:: Selected excerpt ::

Tulay, The Chinese Filipino Fortnightly Digest

I never knew that staging an exhibit can be quite a bit of work, but it has been a great learning experience for me as well. Since I was preoccupied last week on organizing and coordinating I never found much time to do a post. For now, I’ll share this article I wrote for Tulay, a Chinese-Filipino Fortnightly Digest. This digest as it slogan wrote “A bridge of understanding between two cultures; a bridge of tolerance between ages”.

Tulay Article back page

Tulay, The Chinese Filipino Fortnightly Digest

Happy mother’s day to all the mothers out there! My mom’s not celebrating with us, since she’s going to a Church Camp up in Zambales with other moms. Good for her, we’ll just celebrate when she gets back. Anyways, I never knew that staging an exhibit can be quite a bit of work, but it has been a great learning experience for me as well. Since I was preoccupied last week on organizing and coordinating I never found much time to do a post. For now, I’ll share this article I wrote for Tulay, a Chinese-Filipino Fortnightly Digest. This digest as it slogan wrote “A bridge of understanding between two cultures; a bridge of tolerance between ages”.

Tulay Article Inner back page

Inside page article continuation

I guess my story of exploration inland China fits the digests aims of knowing and rediscovering the lineage of Chinese Filipinos and understanding between two cultures. Aside from that, the places I’ve been is not a typical destination that even a common Chinese-Filipino would explore.

So allow me to share this published article last April 22, 2008 on the said digest. Somehow, it’s like a summary of my trip to China and what more to expect from this site. It was tricky writing this, trying to compress as much details as I can in less than 1500 words. Many thanks to Oggie for proofreading the article and Old Manila Streetwalker Ivan Mandy for the opportunity to write this and editing the final draft. The article below:

Pinoy Backpacker journeys through inland China
by Ferdinand Decena

I found myself stuck in the middle of a three-seater bench on the hard-seat section of a train. It’s a 14-hour ride from Hunan to Guangzhou and I’m the only Filipino, a foreigner for that matter.

Beside me next to the window, a Chinese kid said “Excuse me” in English but with a very heavy Chinese accent. He reached for some snacks from his bag stowed in the overhead compartment. For a moment, I had hoped to talk to someone on the train so I asked if he spoke English. He smiled and gestured with his thumb and index finger together, saying “Very little,” with great effort. I smiled back and nodded in return. I pointed a location on the map at the back of a magazine I was reading.

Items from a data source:
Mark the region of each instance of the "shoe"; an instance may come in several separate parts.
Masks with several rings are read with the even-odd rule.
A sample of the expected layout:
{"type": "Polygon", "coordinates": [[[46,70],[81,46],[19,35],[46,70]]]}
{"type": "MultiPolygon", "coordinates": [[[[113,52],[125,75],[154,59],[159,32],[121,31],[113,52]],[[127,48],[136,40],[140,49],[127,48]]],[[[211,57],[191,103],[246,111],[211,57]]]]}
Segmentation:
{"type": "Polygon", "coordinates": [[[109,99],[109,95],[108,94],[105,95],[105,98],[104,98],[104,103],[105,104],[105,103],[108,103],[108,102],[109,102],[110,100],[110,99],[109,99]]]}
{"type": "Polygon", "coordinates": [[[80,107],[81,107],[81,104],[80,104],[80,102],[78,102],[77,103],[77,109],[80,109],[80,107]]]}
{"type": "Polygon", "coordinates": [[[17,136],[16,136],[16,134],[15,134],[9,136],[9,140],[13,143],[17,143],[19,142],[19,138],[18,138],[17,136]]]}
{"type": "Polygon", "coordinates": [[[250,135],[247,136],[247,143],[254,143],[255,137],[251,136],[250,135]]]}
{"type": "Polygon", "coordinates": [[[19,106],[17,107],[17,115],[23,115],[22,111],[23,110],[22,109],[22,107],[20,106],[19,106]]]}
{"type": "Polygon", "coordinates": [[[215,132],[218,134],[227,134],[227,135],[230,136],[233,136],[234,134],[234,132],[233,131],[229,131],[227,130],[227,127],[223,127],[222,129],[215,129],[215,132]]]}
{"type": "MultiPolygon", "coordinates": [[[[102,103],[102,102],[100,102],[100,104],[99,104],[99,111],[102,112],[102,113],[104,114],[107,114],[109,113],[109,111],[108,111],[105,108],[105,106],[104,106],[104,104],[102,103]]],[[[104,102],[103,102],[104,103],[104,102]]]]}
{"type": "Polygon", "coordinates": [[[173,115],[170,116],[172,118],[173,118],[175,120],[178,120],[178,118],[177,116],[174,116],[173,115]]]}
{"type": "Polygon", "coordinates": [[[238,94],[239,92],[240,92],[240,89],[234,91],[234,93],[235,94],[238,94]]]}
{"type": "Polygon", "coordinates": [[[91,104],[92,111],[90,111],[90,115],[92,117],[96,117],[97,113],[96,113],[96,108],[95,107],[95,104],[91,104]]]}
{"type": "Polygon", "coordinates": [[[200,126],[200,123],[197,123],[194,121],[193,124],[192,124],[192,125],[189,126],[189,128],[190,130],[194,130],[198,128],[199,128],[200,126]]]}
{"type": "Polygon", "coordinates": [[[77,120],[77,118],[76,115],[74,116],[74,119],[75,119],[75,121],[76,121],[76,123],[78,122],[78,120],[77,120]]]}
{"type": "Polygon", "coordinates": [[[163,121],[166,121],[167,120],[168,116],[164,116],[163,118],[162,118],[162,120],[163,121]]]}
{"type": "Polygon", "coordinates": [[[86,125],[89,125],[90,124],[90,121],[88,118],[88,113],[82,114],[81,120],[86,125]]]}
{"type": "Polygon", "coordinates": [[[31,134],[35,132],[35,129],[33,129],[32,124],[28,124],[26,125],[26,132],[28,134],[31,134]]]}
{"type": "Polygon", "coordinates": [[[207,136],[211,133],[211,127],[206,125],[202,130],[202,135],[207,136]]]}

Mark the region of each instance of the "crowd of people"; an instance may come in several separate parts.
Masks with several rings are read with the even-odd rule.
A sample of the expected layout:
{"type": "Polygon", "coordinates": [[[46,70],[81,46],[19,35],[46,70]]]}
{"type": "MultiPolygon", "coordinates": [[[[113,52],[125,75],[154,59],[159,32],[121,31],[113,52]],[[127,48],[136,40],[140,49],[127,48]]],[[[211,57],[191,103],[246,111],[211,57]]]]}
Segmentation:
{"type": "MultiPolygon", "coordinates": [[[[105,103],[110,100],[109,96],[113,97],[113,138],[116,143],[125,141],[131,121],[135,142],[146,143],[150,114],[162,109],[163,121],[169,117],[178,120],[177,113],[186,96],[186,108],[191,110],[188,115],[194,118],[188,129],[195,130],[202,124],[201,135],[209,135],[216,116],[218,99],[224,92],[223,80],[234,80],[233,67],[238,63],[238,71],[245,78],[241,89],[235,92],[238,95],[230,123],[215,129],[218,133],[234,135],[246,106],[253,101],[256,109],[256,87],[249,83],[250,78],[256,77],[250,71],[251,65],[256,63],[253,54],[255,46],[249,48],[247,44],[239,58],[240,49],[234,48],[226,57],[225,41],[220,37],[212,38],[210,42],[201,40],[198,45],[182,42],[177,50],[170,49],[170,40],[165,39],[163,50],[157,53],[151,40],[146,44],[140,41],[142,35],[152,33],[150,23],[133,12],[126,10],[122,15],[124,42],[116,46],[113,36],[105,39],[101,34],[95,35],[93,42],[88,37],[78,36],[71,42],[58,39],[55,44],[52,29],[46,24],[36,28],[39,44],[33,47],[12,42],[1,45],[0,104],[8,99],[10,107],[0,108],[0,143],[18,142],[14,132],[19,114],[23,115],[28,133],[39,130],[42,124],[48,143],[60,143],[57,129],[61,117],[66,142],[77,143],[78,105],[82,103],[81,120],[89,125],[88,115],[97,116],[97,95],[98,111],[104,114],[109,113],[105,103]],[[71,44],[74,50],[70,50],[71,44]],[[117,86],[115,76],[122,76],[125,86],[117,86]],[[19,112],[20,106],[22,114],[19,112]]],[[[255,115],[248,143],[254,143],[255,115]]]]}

:: Tasks for this exercise ::
**1)** According to the blog post about the Tulay article, on what date was the article published in the digest?
**2)** Retype the blog post about the Tulay article, everything from "I found myself" down to "I was reading.".
**3)** Write what comes next in the blog post about the Tulay article, starting after its final sentence.

:: Task answers ::
**1)** April 22, 2008

**2)**
I found myself stuck in the middle of a three-seater bench on the hard-seat section of a train. It’s a 14-hour ride from Hunan to Guangzhou and I’m the only Filipino, a foreigner for that matter.

Beside me next to the window, a Chinese kid said “Excuse me” in English but with a very heavy Chinese accent. He reached for some snacks from his bag stowed in the overhead compartment. For a moment, I had hoped to talk to someone on the train so I asked if he spoke English. He smiled and gestured with his thumb and index finger together, saying “Very little,” with great effort. I smiled back and nodded in return. I pointed a location on the map at the back of a magazine I was reading.

**3)**
“I’m from the Philippines”, I said, something which my seatmates seemed to understand: they immediately burst into their Chinese conversation. He pointed Guangzhou on the map and I said yes “I’m going there as well. I’ll be going home from there.”

After the excitement from that little chat had died down, I glanced by the passing scenery framed by the window. I noticed the light was fading quickly in the horizon. In the train, conversations in Chinese fill the walls but they only passed through my ears like a train going through a tunnel.

I took out my moleskine notebook and started jotting down some notes and expenses on my travel as I usually do. I have beein in China 10 days already and the next day was going to be my last day. I flipped back through some of the pages and reviewed memorable moments of the trip.

Backpacking through inland China has been quite an experience. There were lots of unexpected twists and turns along the way, but the culture, sights, colors, and scenery will never fail to amaze.

CULTURE SHOCK. My first few days in were not without trouble. Occasionally, I had to deal with some spurts of culture shocks along the way: the very persistent touts that follow you around, some boorish Chinese, widespread spitting even in public transportation and especially door-less squat toilets in public rest rooms.

Unlike some coastline cities in China, you also have to contend with the language barrier because almost no one speaks English in these parts. I had to rely on my friend, who’s also a Filipino but of Chinese lineage. Even so, his Mandarin Chinese is far from perfect but good enough to converse with the locals here and read some signs.

Getting past these minor obstacles and getting used to some Chinese idiosyncrasies while approaching them with an open mind, I found myself enjoying my trip more and more. Besides, it’s these cultural differences which add color of a journey.

FROM GUANGZHOU TO CHONGQING. The winding city roads and misty skyline of the municipality of Chongqing was our first stop in South West China after departing Guangzhou. Enroute to another city, we managed to see some sights while there.

We visited the Dazu Rock Carvings in the sleepy town of Dazu County, 167 kilometers east of Chongqing. It is listed as United Nations Educational Scientific and Cultural Organization. The most preserved of the lot is in Baodingshan. The U-shaped cliffside of the mountain boasts AD 1174-1252 century carvings which looks like a giant pop-up storybook etched in stone.

Back in the main city’s commercial area, I was mesmerized by the neon lights and flashing screen ads at the city’s Time Square. It’s their main commercial area where lots of local tourists flock and admire the People’s Liberation Monument.

Another not-to-be-missed thing is their specialty cuisine, the steamy Chongqing Hotpot which is perfect for the cold atmosphere of the place. It was my first time to taste a potent Sichuan pepper which numbed my jaws momentarily; the entire meal was great.

ONWARDS TO LESHAN and CHENGDU. Guidebooks are not always that reliable here.

The trip to our next destination, Leshan City in Sichuan Province, was to have been a four-hour bus ride according to Lonely Planet China.

As an avid traveler for sometime, I’ve always expected the unexpected in travels and adjusts accordingly. Leshan City is home to two more UNESCO World Heritage sites, the Leshan Giant Buddha and the scenic Emeishan. The 233-foot, the Leshan Giant Buddha is carved out of a cliff and is the tallest Buddha sculpture in the world.

Emeishan, which stands at 3099m above sea level, is one of the four sacred mountains of China. It is also so far one of the most scenic mountains I’ve been to.

The mountain is usually climbed in two days to three days, including stops at numerous temples along the trail. Alternatively, there is a bus which can take you to the higher stations and ride a cable car to the summit.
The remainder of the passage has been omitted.